Set exercise 1 =>
Please update the runtime RFC from "3. **Specifying a" up to and including "with undefined behavior.", with "mismatch" changed to "conflict".
Set exercise 2 =>
List the headings of the non-goals in the runtime RFC.

— start Document passage —

[Feature]: RFC : Device and runtime layer (aligned with pluggable compile backends)

### Suggestion Description

# RFC : Device and runtime layer (aligned with pluggable compile backends)

| Status | **Draft** |
|--------|-----------|
| Author | Peter Han |
| Created | 2026-03-18 |

## Summary

This RFC proposes a **runtime layer** for FlyDSL that complements the previous **[pluggable GPU compile backend](https://github.com/ROCm/FlyDSL/issues/253)** work. The runtime exposes **Device**, **Stream**, and **Event** in a **vendor-neutral** way. Concrete APIs (for example **HIP** on AMD ROCm vs **CUDA driver/runtime** on NVIDIA) live inside a single **per-process device runtime** implementation.

**Illustrative stacks:** we use **ROCm/HIP** (current default) and **NVIDIA CUDA** as examples. The same ideas apply to any other stack that offers stream-like queues and event-like synchronization.

## Motivation

1. **Compile vs runtime separation** — Compile backends decide how Fly IR is lowered and which native libraries the JIT loads. **Execution** still requires a consistent way to allocate memory, submit work, and synchronize — without scattering `hip*` or `cu*` calls through the Python DSL and generic compiler code.

2. **Multiple stacks across builds and processes** — Different installations or processes may target AMD (HIP) or NVIDIA (CUDA). The **abstractions** should be shared; **implementations** are swappable.

3. **Opaque Stream/Event** — Higher layers should depend only on **abstract stream and event handles**, not on `hipStream_t`, `cudaStream_t`, or other vendor types.

## Non-goals

1. **Multiple GPU runtimes in one process** — We do **not** support loading **both** ROCm/HIP and NVIDIA CUDA (or two unrelated native GPU ABIs) **in the same OS process**. A process picks **one** stack for its lifetime.

2. **Mixed vendor devices in one process** — We do **not** design for “some tensors on HIP and some on CUDA” concurrently in a single FlyDSL process. **Multiple GPUs** are still in scope when they are **multiple devices under the same stack** (e.g. several AMD GPUs or several NVIDIA GPUs).

3. **Specifying a second compile backend implementation in this RFC** — CUDA-oriented lowering and MLIR pipelines are **examples** for alignment; concrete CUDA compile-backend work can be a separate RFC.

## Core invariants

1. **Single runtime stack per process**  
   Exactly **one** `DeviceRuntime` (name illustrative) is active. All `Device`, `Stream`, and `Event` instances are interpreted by that implementation.

2. **Compile backend matches runtime**  
   The active **compile backend** (e.g. `rocm` today) must **match** the loaded **runtime kind**. On mismatch, FlyDSL should **fail explicitly** (e.g. at first `@jit` compile or first launch), not proceed with undefined behavior.

— end Document passage —
— start Dataset section —

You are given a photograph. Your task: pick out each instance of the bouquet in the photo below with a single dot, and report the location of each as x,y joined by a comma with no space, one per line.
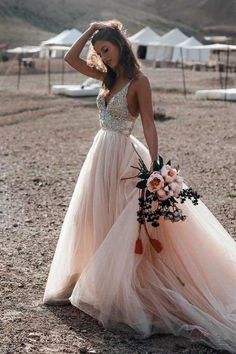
161,192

— end Dataset section —

Written response 1 =>
3. **Specifying a second compile backend implementation in this RFC** — CUDA-oriented lowering and MLIR pipelines are **examples** for alignment; concrete CUDA compile-backend work can be a separate RFC.

## Core invariants

1. **Single runtime stack per process**  
   Exactly **one** `DeviceRuntime` (name illustrative) is active. All `Device`, `Stream`, and `Event` instances are interpreted by that implementation.

2. **Compile backend matches runtime**  
   The active **compile backend** (e.g. `rocm` today) must **match** the loaded **runtime kind**. On conflict, FlyDSL should **fail explicitly** (e.g. at first `@jit` compile or first launch), not proceed with undefined behavior.

Written response 2 =>
- Multiple GPU runtimes in one process
- Mixed vendor devices in one process
- Specifying a second compile backend implementation in this RFC